Brief: In the records below, the line that contains "Point out the shed" marks the start. Copy it and each line after it through the end, exactly, without pictures.

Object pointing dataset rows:
^^^^^^^^^^^^^^^^
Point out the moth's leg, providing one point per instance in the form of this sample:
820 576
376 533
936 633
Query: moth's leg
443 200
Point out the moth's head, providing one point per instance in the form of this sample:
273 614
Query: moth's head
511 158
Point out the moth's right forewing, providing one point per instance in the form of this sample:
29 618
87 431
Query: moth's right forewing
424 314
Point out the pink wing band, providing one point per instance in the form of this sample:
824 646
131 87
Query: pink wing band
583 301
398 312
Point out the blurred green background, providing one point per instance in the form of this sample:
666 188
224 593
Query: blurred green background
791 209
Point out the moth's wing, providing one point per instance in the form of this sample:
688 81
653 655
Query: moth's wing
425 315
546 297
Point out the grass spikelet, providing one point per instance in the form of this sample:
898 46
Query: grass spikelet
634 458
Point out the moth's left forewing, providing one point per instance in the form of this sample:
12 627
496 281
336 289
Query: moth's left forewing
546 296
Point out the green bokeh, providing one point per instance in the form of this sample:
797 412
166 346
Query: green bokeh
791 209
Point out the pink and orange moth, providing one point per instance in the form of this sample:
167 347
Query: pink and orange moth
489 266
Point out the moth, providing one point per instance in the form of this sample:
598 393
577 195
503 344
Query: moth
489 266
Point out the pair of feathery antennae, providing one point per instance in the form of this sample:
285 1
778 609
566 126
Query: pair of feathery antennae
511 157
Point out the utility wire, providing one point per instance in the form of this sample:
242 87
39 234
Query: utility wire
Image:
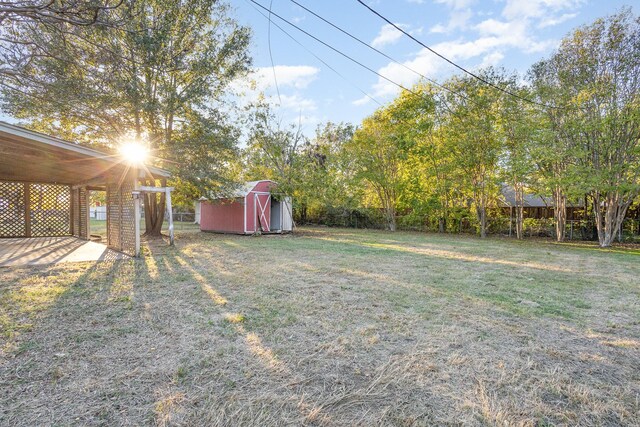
483 80
334 49
273 67
362 42
316 56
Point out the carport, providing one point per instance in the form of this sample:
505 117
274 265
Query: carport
44 191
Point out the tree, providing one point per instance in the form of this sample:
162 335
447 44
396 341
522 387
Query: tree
161 77
383 144
273 150
472 136
520 131
595 82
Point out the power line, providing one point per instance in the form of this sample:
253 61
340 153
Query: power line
483 80
334 49
273 67
316 56
362 42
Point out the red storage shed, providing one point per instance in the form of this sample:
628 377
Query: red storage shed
254 207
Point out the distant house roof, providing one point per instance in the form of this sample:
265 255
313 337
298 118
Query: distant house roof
508 199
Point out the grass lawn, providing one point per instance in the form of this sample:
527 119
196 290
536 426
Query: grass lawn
99 227
326 327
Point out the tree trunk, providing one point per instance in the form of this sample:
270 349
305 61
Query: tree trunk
560 213
519 195
482 219
154 211
391 219
609 216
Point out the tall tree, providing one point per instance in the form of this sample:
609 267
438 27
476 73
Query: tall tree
518 128
383 144
162 77
596 88
472 135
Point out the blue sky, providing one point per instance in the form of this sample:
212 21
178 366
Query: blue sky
510 33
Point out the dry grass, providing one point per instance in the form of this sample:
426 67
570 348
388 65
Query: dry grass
328 327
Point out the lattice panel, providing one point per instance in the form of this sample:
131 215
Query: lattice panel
50 210
75 212
127 225
83 209
12 209
113 217
121 233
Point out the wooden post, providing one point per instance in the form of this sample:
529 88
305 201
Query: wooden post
136 211
168 202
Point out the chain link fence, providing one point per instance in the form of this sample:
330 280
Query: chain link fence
499 225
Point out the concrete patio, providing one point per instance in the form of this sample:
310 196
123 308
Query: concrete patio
51 250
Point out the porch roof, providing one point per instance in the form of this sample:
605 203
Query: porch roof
31 156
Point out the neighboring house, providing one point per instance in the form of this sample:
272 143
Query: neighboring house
534 206
255 207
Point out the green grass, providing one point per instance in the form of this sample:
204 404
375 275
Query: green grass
326 327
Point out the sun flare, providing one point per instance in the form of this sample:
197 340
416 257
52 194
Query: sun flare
134 152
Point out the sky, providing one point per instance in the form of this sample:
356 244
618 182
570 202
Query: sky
317 84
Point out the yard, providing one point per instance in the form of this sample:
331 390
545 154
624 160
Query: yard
326 327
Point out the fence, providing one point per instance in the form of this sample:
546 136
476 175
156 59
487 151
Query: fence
499 225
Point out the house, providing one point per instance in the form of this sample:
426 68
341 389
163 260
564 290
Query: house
44 190
534 206
255 207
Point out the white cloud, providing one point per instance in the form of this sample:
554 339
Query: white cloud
550 22
297 76
518 9
491 59
424 63
513 30
458 19
295 102
388 35
456 4
292 79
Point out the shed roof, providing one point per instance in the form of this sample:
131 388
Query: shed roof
26 155
242 190
247 187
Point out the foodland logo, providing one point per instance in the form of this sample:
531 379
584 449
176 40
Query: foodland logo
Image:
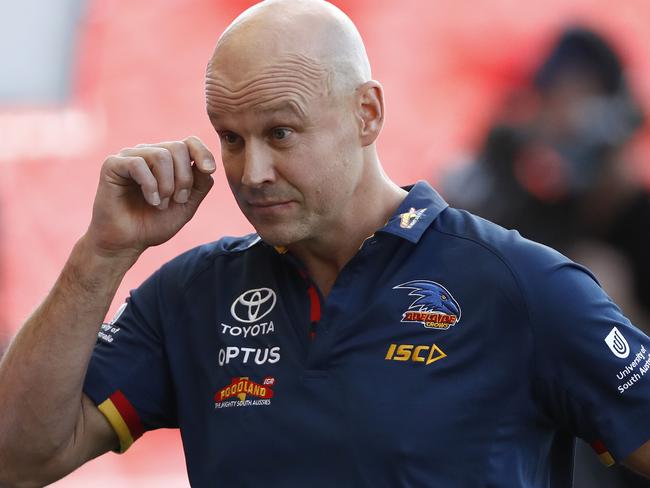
617 344
243 388
252 305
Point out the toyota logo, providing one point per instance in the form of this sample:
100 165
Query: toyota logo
253 305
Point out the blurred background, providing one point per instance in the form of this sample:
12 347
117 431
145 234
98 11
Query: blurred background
528 113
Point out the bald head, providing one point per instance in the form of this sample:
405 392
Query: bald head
311 42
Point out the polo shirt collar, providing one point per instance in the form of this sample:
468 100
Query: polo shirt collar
419 209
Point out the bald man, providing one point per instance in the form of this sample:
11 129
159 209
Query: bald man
^^^^^^^^^^^^^^^^
Answer below:
Point out the shed roof, providing one point per instance in the form of this sample:
131 388
Query: shed roof
26 155
242 190
247 187
Point out the foodland logo, providing one point per instance in the form of this sample:
531 379
584 449
176 40
Query: foodland logo
Image:
617 344
243 388
252 305
Point out the toyota logo, providing one point per instance in the form of this sample:
100 165
Query: toyota logo
253 305
Point out the blurred background, providing one point per instance in the form of this sample:
12 347
117 431
145 234
98 11
Query: blurred background
528 113
Point out the bald head, providing one point per instance in the form of this sample:
405 392
Query: bald head
311 42
Point out the polo shirt collar, providing one point per instance in the form of this sample:
468 100
Query: polo shirt collar
419 209
Point out the bald man, providing one point per instance in the form of this sample:
11 129
159 209
Query: bald man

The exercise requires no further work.